• _Data excerpts_
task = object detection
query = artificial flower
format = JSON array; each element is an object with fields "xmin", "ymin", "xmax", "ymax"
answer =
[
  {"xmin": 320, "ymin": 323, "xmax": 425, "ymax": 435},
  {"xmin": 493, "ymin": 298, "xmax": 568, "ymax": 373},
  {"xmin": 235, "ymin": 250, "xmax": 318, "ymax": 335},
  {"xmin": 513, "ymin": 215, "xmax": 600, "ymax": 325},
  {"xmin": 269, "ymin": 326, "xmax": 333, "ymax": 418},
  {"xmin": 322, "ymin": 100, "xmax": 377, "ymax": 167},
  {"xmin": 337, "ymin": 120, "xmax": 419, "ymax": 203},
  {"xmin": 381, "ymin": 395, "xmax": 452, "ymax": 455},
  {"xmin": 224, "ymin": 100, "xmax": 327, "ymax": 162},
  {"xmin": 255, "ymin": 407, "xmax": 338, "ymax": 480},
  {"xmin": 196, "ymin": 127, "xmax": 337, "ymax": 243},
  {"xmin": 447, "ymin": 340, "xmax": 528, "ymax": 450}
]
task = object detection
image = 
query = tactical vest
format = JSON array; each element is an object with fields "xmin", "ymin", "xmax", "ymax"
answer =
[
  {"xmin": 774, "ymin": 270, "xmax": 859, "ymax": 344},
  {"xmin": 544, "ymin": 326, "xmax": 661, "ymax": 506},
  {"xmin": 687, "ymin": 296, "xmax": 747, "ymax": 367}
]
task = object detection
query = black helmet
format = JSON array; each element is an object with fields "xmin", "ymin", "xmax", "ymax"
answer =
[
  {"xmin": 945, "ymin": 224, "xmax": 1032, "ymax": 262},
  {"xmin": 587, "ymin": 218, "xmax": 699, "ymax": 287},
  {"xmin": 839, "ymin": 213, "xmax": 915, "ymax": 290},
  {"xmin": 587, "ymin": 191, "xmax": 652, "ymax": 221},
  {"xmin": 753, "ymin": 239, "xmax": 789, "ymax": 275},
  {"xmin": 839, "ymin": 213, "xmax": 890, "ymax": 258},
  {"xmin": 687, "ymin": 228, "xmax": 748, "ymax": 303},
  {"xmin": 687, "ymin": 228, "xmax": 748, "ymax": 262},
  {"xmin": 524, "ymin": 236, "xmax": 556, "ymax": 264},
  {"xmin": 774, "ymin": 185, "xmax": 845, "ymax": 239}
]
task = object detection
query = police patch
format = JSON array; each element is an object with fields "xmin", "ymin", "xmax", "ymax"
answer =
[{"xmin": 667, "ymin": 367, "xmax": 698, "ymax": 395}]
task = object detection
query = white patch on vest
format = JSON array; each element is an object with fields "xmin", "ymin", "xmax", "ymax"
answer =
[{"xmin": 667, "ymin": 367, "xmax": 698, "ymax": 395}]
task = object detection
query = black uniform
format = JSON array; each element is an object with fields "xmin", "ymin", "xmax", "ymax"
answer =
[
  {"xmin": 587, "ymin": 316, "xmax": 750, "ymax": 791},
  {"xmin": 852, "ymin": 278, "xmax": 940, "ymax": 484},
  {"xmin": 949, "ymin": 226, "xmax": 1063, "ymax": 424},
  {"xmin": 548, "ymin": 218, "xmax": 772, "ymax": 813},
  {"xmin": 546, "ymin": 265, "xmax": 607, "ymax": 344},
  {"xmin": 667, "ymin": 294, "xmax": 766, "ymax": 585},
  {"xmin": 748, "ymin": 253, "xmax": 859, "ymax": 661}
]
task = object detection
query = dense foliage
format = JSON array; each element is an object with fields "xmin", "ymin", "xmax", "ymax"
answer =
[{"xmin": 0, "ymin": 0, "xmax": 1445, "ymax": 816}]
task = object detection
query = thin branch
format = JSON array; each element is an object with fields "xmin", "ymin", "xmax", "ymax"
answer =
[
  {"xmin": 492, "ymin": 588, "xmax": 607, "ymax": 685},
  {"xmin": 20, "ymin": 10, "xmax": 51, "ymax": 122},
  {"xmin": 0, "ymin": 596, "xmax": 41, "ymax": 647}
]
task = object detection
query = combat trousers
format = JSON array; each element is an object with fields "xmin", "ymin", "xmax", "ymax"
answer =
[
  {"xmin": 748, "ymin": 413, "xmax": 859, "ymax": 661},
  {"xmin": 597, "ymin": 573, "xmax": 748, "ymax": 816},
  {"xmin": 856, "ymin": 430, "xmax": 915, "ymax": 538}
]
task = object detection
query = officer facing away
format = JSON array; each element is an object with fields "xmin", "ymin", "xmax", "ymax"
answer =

• _Goal_
Report each line of the rows above that contains the string "query", counting only matches with the same case.

• _Solution to the exercise_
query = artificial flower
query = tactical vest
query = black helmet
query = police patch
query = white patch on vest
query = black uniform
query = dense foliage
query = thin branch
query = combat trousers
query = officer facing away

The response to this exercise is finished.